-------- 本文

先進医療特約は必要か?費用や確率から必要性を徹底解説
医療保険やがん保険の特約のなかには「先進医療特約」というものがあります。文字通り先進医療を受けた場合に保障を受けられる特約です。
先進医療とは、厚生労働大臣認定の高度の医療技術を用いる治療法のことで、「陽子線治療」や「重粒子線治療」といった例が挙げられます。
治療費が高額になりがちな先進医療の費用を保障してくれる頼もしい特約ですが、できるだけ安い保険料で合理的な保険を契約しようと思うと、特約を付帯することを避けたいのも事実です。
今回は、「先進医療特約は、本当に必要な特約なのか」といった疑問を解消するため、先進医療特約の特徴と必要性を解説します。
この記事の要点
- 1.先進医療は種類に応じて負担額が全く異なりますが、がんに関する陽子線治療や重粒子線治療の場合は300万円前後の自己負担が発生する可能性もあります。

----------------

やること ::
先進医療特約についての本文にある次の文を英語に訳してください:「先進医療とは、厚生労働大臣認定の高度の医療技術を用いる治療法のことで、「陽子線治療」や「重粒子線治療」といった例が挙げられます。」

-------- データの中身

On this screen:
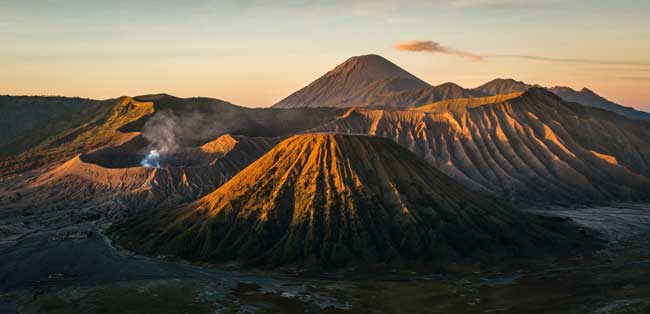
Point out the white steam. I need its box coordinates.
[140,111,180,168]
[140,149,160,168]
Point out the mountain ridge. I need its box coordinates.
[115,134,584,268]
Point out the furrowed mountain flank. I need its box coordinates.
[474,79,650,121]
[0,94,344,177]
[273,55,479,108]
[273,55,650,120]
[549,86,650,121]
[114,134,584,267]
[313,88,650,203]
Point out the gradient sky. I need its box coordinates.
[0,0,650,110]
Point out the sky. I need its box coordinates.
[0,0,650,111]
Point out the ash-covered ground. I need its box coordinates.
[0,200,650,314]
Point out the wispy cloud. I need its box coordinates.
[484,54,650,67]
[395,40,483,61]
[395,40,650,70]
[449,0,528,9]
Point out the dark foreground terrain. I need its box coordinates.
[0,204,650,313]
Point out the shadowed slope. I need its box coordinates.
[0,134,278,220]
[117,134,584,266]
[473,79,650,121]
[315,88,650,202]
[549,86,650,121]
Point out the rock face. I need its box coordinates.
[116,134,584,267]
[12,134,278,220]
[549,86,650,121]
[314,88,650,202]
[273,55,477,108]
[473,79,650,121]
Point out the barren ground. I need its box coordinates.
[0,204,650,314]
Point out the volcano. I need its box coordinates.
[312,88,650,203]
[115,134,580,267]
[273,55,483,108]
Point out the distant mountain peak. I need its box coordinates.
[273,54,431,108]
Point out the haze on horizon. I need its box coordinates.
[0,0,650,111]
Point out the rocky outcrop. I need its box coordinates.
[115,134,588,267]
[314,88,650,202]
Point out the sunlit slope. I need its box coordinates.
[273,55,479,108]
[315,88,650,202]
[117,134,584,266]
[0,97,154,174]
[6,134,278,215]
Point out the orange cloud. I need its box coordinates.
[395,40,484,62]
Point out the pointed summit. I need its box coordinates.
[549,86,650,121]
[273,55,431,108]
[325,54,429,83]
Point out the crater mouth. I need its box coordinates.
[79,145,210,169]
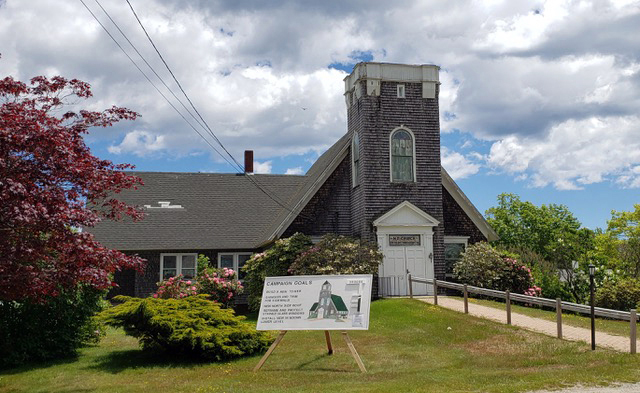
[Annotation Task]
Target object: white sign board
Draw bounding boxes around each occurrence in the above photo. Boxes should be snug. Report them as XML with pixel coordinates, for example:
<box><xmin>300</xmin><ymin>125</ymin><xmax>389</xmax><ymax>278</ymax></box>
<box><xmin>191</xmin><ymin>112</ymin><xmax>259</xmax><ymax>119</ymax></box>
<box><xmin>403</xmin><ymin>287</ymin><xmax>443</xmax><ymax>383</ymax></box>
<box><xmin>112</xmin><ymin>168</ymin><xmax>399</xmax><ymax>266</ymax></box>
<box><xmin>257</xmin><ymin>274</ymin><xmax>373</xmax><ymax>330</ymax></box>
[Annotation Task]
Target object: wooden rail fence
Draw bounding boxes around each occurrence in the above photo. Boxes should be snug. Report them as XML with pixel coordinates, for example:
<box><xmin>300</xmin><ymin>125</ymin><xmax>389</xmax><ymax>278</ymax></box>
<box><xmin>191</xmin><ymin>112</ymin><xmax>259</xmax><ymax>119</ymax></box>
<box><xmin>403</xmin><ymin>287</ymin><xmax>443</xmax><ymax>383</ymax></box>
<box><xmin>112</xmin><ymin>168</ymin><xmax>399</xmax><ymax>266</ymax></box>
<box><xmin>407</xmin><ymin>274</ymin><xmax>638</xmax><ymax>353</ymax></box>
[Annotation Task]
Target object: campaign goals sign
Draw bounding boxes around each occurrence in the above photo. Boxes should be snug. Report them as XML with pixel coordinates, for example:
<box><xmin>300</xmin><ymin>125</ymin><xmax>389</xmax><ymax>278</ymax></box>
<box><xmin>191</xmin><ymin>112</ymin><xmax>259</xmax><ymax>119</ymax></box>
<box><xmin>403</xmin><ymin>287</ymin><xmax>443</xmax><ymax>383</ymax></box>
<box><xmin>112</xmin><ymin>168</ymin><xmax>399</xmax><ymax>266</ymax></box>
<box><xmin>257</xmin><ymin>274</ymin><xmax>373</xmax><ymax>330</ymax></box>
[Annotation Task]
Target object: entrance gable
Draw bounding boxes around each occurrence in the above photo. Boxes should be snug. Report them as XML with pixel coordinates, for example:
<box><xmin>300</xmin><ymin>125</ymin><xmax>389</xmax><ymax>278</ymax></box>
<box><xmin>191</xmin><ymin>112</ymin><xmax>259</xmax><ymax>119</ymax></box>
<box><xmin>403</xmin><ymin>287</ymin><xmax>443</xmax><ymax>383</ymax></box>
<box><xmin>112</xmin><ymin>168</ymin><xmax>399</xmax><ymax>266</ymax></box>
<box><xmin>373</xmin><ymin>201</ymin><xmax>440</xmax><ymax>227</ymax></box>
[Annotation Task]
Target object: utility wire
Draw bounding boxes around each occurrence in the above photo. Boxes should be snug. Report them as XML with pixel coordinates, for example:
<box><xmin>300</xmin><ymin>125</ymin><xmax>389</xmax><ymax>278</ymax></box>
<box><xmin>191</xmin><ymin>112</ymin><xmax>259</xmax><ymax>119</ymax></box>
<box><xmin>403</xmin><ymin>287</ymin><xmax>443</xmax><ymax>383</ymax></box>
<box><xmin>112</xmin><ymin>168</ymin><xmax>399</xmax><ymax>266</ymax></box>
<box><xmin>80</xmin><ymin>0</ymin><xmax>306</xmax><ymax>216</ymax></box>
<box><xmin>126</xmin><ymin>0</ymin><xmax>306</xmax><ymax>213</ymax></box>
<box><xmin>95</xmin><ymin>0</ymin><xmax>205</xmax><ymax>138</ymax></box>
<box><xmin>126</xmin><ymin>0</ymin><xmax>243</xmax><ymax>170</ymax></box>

----------------
-------- データの中身

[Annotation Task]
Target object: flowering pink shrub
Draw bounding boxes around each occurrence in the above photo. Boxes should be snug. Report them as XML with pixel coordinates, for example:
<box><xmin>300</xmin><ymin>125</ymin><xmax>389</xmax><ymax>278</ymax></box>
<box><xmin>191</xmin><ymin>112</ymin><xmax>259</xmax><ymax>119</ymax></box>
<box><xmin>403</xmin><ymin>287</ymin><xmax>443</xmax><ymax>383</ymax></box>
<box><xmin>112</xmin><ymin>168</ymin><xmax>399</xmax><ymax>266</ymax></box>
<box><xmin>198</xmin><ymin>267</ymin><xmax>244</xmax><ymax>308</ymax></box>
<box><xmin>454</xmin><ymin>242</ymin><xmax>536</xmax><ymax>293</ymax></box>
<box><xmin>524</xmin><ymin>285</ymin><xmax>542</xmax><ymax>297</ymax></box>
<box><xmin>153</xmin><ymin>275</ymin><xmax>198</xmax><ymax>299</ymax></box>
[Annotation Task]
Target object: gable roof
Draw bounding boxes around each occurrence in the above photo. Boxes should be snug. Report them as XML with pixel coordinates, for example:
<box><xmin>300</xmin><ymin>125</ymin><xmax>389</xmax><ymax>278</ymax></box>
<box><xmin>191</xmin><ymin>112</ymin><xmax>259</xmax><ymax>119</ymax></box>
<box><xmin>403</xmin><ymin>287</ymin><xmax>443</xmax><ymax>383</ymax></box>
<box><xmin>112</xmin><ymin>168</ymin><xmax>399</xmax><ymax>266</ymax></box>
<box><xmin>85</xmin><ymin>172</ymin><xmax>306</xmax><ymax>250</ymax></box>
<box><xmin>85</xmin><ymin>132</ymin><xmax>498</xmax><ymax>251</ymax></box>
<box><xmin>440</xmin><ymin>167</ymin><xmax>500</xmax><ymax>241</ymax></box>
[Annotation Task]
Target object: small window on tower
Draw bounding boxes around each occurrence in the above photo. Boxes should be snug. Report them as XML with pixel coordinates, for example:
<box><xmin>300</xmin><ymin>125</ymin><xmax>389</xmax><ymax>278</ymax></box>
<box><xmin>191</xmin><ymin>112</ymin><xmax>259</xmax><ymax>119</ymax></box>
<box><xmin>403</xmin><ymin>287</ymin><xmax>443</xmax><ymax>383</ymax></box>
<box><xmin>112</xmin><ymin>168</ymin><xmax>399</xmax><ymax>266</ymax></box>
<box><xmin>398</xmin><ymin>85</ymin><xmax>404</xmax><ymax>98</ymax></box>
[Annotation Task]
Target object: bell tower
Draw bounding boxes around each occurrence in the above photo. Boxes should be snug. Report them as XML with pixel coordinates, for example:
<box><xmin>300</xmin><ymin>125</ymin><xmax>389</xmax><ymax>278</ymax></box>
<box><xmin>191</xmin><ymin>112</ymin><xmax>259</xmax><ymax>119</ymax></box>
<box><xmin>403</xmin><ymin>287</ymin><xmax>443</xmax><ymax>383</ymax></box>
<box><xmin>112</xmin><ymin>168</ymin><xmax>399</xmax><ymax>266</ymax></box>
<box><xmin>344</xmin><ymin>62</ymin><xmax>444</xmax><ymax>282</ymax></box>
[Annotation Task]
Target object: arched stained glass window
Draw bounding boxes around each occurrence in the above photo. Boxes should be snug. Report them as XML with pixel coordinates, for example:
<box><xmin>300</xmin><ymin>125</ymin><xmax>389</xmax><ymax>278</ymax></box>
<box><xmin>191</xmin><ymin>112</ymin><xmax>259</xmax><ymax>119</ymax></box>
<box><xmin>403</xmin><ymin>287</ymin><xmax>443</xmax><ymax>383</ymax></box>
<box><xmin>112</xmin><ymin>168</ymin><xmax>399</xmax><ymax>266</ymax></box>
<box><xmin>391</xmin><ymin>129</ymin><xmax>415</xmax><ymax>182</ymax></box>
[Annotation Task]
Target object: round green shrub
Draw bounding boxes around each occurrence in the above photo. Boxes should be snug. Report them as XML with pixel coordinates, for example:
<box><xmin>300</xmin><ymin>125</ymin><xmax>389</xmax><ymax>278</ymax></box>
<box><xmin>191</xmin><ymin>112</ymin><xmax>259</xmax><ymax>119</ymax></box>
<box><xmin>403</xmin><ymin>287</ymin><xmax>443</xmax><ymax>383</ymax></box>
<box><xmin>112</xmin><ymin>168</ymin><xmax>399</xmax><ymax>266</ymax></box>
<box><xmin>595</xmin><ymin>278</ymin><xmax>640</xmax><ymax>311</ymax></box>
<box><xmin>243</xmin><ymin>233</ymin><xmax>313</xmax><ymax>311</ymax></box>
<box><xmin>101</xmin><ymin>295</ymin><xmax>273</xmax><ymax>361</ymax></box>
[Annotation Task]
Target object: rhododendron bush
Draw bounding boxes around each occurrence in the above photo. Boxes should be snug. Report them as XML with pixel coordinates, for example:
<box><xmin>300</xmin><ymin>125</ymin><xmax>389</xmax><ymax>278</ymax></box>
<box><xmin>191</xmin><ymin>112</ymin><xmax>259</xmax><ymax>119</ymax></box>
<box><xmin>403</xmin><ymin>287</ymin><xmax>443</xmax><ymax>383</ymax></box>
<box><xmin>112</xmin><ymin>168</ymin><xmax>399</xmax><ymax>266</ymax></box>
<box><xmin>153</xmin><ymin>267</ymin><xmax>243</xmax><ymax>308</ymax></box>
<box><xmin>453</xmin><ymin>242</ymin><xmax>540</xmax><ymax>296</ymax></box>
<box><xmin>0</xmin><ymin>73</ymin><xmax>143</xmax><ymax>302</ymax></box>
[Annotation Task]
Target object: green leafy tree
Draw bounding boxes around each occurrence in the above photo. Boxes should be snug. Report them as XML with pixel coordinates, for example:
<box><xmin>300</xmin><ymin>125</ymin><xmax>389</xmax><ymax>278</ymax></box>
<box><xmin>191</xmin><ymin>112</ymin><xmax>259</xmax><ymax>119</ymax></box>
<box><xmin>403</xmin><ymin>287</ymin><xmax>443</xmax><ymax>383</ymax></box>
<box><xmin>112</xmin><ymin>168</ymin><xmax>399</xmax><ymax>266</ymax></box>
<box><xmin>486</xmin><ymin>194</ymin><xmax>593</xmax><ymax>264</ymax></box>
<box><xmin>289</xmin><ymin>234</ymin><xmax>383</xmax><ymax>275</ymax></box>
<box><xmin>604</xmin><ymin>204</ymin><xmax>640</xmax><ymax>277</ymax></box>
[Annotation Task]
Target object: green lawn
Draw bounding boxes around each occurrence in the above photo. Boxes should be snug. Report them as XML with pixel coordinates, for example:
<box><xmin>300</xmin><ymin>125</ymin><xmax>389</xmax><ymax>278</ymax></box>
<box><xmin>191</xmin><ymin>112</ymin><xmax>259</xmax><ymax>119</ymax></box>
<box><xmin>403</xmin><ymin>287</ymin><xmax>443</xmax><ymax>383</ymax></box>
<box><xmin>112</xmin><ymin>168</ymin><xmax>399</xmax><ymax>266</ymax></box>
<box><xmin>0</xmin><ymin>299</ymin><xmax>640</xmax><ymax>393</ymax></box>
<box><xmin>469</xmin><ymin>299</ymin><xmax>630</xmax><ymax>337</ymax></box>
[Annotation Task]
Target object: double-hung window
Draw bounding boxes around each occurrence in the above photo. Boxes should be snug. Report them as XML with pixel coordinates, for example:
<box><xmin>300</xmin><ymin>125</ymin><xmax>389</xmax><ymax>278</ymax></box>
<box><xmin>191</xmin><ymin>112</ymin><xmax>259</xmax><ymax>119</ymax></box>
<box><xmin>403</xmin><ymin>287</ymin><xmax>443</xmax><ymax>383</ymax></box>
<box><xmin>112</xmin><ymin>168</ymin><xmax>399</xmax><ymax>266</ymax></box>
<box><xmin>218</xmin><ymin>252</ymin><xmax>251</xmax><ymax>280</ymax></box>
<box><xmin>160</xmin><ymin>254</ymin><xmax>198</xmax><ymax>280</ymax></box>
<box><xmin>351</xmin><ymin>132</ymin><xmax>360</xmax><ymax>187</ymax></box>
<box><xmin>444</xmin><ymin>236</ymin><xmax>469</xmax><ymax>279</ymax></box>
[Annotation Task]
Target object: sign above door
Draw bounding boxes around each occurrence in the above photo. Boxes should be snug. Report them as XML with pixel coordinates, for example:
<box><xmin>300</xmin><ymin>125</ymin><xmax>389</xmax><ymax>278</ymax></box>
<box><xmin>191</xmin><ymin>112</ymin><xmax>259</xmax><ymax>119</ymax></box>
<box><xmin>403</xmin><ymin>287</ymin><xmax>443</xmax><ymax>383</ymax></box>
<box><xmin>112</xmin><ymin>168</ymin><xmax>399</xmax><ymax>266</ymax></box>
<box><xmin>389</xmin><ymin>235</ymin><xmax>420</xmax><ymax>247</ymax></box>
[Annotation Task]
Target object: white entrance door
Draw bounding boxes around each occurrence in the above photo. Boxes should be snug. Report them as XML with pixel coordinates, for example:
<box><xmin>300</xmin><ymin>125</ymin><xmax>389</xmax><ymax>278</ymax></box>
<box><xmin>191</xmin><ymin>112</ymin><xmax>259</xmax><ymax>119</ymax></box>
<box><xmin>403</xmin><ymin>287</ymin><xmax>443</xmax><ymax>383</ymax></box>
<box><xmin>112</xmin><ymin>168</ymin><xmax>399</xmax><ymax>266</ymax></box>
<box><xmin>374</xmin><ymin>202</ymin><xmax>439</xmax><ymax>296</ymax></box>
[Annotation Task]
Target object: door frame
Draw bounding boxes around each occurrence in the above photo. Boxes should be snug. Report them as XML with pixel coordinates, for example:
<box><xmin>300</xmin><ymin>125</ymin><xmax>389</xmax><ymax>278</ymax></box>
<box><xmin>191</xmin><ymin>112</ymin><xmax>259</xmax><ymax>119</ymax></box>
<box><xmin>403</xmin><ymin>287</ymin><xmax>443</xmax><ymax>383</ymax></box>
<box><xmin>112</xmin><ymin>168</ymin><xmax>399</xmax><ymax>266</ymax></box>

----------------

答え ::
Advanced medical care refers to treatments that use advanced medical technologies approved by the Minister of Health, Labour and Welfare, with examples including "proton beam therapy" and "heavy particle beam therapy."